'''
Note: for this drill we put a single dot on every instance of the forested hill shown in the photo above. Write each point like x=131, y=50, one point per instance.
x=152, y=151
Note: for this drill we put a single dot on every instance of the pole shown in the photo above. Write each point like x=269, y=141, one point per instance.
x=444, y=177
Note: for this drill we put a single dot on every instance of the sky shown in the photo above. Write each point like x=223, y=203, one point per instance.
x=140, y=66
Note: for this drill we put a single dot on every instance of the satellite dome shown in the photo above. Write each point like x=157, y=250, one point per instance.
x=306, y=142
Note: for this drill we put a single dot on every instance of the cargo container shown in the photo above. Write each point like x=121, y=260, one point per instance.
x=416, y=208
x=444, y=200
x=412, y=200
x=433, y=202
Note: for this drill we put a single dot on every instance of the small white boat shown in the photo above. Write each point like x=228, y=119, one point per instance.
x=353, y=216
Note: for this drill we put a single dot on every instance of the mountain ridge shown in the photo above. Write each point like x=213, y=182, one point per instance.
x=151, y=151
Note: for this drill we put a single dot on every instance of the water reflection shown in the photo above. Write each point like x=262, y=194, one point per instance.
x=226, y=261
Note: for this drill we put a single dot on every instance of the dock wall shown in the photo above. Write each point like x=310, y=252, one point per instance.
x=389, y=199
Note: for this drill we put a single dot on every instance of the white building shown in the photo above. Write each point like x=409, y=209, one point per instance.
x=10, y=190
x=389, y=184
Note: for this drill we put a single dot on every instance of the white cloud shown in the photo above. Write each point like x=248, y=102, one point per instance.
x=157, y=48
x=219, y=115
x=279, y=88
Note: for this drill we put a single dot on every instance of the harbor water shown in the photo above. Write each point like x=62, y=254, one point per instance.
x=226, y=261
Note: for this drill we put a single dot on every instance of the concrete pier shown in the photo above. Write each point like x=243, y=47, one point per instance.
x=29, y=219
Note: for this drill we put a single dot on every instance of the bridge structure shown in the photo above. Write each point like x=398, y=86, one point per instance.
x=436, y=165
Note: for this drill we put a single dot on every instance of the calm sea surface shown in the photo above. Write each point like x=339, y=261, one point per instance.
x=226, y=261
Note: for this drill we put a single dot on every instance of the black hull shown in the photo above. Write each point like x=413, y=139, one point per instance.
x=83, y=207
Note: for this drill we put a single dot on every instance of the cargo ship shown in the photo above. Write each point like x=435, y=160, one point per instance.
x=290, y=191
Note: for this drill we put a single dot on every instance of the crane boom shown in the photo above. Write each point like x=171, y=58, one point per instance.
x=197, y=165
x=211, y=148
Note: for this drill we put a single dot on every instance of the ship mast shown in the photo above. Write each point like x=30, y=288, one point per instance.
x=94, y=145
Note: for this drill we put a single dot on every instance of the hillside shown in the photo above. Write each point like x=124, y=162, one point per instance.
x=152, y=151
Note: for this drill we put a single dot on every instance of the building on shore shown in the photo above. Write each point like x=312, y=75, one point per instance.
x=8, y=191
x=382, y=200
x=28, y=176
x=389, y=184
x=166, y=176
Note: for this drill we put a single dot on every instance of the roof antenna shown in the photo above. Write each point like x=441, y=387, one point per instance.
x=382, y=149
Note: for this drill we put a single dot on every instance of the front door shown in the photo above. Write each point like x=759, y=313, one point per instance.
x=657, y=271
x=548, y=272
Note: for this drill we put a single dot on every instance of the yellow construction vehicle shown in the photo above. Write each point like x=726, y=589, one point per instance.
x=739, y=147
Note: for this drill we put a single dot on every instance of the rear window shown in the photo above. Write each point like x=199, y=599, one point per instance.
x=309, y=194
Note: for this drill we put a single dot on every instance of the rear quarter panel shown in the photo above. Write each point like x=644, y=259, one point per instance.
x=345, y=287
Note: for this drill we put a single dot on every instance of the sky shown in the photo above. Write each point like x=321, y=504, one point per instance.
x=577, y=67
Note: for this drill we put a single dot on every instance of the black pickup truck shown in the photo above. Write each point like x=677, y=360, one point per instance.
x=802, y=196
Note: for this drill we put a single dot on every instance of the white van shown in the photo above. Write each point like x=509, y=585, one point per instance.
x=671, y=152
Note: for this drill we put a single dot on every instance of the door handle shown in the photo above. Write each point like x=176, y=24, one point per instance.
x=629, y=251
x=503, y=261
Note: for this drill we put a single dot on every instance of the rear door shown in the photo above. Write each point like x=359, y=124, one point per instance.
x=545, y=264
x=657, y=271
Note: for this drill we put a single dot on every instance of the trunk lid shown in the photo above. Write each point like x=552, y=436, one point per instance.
'''
'''
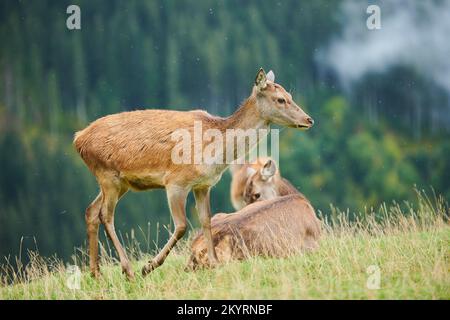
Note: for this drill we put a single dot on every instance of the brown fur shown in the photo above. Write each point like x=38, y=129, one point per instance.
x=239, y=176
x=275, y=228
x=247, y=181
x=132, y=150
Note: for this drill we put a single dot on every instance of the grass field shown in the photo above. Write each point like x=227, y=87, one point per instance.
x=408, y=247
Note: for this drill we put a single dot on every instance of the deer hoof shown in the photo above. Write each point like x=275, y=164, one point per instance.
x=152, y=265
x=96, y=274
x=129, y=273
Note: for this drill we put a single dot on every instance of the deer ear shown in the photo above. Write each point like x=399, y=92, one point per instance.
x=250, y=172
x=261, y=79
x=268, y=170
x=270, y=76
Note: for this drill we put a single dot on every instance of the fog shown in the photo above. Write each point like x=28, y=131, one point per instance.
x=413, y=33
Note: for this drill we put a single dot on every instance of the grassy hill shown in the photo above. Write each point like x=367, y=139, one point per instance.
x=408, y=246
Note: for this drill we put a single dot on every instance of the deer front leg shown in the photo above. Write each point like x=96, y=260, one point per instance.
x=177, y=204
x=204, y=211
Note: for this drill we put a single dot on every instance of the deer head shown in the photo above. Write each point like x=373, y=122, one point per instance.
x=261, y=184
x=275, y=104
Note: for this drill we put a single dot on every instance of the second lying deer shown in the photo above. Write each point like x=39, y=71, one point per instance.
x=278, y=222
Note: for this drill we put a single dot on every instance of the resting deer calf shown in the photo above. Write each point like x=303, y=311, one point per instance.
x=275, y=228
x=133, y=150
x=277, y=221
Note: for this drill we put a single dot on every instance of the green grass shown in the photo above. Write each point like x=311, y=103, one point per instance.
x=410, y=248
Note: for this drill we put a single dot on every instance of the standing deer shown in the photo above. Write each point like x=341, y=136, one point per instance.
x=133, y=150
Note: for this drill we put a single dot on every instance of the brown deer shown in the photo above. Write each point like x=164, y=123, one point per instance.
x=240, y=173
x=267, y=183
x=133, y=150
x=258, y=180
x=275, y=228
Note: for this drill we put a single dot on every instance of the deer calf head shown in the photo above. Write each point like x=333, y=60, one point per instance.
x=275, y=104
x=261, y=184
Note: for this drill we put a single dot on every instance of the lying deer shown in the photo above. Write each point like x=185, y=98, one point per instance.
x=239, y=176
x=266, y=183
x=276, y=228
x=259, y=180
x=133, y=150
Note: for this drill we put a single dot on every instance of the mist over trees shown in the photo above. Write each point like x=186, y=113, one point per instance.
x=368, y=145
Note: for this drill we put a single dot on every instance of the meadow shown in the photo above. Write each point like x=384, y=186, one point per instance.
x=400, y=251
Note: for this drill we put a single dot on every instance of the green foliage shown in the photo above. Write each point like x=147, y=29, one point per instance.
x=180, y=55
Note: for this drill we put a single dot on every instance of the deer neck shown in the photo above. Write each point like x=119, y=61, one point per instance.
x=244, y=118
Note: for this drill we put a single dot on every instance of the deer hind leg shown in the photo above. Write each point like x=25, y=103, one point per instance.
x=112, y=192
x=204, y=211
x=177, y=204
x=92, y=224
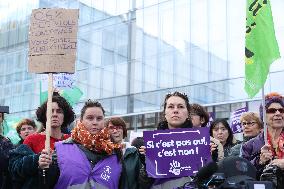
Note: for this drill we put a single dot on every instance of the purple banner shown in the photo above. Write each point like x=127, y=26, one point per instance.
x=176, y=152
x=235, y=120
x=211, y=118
'''
Tarea asignada — Reescribe el tramo que va desde la línea que contiene "y=203, one point per instance." hasta la que contiene "x=306, y=142", ambas incluidas, cambiando "satellite dome" por "radar dome" sin alterar nada más.

Respuesta completa —
Note: for this drill we put a single dot on every instance of the sky shown in the photo above. Write each point like x=223, y=203, one point per instance.
x=140, y=66
Note: for this drill we put a single dot on every instance of the radar dome shown in the photo above. Write each point like x=157, y=250, one point per instance.
x=306, y=142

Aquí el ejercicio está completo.